◆ **Required work**:
Extend the parking-space monitoring passage, picking up after its last sentence.

If, however, the change variable is equal to three, a query is then made 146 whether the space has become occupied or unoccupied. If the space has become occupied, the area total vehicle count is incremented 148, the status of the space is recorded 150 to be occupied and the time of the status change is recorded 152 as equal to the present time. On the other hand, if the space has become unoccupied, a check is made 154 to determine if the overtime flag was set to on.
If the overtime flag was set, the cashier is alerted 156 to the fact that a vehicle which was parked overtime is leaving the garage. The vehicle identifying information which has previously been entered is transmitted to the cashier's terminal. When the overtime-parked vehicle leaves the parking space, the exit cashier is presented with the identifying information. Accordingly, for example, the operator of a vehicle which has been parked in a garage for a week cannot claim he has lost his ticket and then pay only a full day's rate. Whether the overtime flag was set to on or to off, the area total count of parked is decremented 158, the status of the space is recorded 160 to be unoccupied and the time of the status change is recorded 162 as equal to the present time. In addition, whether the space became occupied or unoccupied, the change variable is reset 164 to zero and the overtime flag is set 166 to off.

◆ **Given information**:
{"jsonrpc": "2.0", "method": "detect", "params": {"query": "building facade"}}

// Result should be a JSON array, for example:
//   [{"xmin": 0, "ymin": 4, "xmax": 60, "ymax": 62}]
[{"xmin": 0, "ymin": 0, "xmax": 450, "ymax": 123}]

◆ **Output of the exercise**:
Whether or not the occupancy of the space has changed, the total occupancy of each level is checked to determine if each level is sufficiently occupied to warrant activation of the signalling devices. If the occupancy level is not high enough to warrant use of the signalling devices, the signalling devices are deactivated to save energy. If the area total vehicle count exceeds a predetermined activation threshold as determined at 168, an activation signal is set 170 to reflect the negative of whatever occupancy status has been recorded for the space 170. That is, if the space is vacant, the activation signal is activated; if the space is not vacant, the activation signal is deactivated. On the other hand, if the area total is less than a predetermined deactivation threshold as determined at 172, the signal is set 174 to off. The activation threshold is higher than the deactivation threshold. Different activation and deactivation thresholds are used to avoid flickering of the signalling devices which would occur if a single threshold was used and the occupancy of the area hovered about that threshold level. Ultimately, a query is made at 176 to determine whether this is the last space in the area. The polling routine is run for each parking area or level 22 in the garage 20; once the routine has been run for each area or level, the routine repeats indefinitely until deactivated by the garage management.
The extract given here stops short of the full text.